(Point annotation dataset records)

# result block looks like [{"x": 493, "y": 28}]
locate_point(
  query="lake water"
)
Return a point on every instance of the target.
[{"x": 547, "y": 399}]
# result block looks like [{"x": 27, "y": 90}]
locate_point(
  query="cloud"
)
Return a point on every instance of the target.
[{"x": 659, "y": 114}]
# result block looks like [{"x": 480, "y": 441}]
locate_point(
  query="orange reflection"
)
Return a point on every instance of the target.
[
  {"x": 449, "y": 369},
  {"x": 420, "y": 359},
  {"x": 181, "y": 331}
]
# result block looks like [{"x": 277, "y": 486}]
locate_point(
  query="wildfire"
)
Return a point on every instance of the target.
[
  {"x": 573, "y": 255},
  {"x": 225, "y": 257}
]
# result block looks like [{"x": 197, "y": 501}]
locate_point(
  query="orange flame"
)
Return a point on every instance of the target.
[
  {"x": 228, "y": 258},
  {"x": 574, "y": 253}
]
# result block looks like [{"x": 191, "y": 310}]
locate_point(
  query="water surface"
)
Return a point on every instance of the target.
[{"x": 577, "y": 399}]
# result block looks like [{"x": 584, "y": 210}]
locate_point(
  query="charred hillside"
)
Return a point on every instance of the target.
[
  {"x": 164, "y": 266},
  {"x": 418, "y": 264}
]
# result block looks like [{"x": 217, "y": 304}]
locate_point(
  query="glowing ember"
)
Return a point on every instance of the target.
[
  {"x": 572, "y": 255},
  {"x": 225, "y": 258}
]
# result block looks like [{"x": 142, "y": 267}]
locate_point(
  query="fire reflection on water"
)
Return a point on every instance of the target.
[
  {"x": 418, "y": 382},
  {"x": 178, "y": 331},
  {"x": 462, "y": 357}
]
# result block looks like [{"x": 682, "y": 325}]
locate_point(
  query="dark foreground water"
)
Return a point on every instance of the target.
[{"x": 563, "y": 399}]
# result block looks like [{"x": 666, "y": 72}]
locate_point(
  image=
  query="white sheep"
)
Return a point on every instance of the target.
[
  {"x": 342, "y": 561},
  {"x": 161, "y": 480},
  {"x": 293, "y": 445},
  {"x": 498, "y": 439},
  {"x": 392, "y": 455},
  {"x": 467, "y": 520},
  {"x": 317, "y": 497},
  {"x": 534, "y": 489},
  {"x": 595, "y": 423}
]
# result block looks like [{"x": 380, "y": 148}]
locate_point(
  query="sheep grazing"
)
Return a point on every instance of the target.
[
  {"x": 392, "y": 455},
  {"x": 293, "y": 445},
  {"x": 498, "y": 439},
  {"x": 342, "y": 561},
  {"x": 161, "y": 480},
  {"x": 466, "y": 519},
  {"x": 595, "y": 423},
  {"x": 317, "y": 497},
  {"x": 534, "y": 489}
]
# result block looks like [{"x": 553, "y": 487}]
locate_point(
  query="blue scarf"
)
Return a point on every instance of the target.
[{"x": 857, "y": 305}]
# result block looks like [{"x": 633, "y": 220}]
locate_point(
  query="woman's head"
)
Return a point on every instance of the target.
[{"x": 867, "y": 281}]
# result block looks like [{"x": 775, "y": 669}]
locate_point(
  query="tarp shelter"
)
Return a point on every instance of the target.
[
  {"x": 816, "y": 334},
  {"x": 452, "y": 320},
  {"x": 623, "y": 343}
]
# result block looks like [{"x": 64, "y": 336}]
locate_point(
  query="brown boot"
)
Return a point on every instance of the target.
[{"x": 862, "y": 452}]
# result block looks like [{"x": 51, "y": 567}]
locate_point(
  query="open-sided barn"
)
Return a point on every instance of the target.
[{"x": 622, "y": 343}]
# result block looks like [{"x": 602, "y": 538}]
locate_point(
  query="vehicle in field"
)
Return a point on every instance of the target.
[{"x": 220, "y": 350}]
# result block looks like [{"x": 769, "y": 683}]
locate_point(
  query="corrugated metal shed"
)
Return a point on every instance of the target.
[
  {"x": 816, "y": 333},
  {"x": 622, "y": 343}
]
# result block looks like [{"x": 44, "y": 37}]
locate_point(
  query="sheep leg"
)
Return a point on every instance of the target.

WHAT YOU WILL DO — Tally the lines in the records above that contain the string "sheep", treating uppercase and lowercase as different, and reply with only the number.

THE ANSWER — 3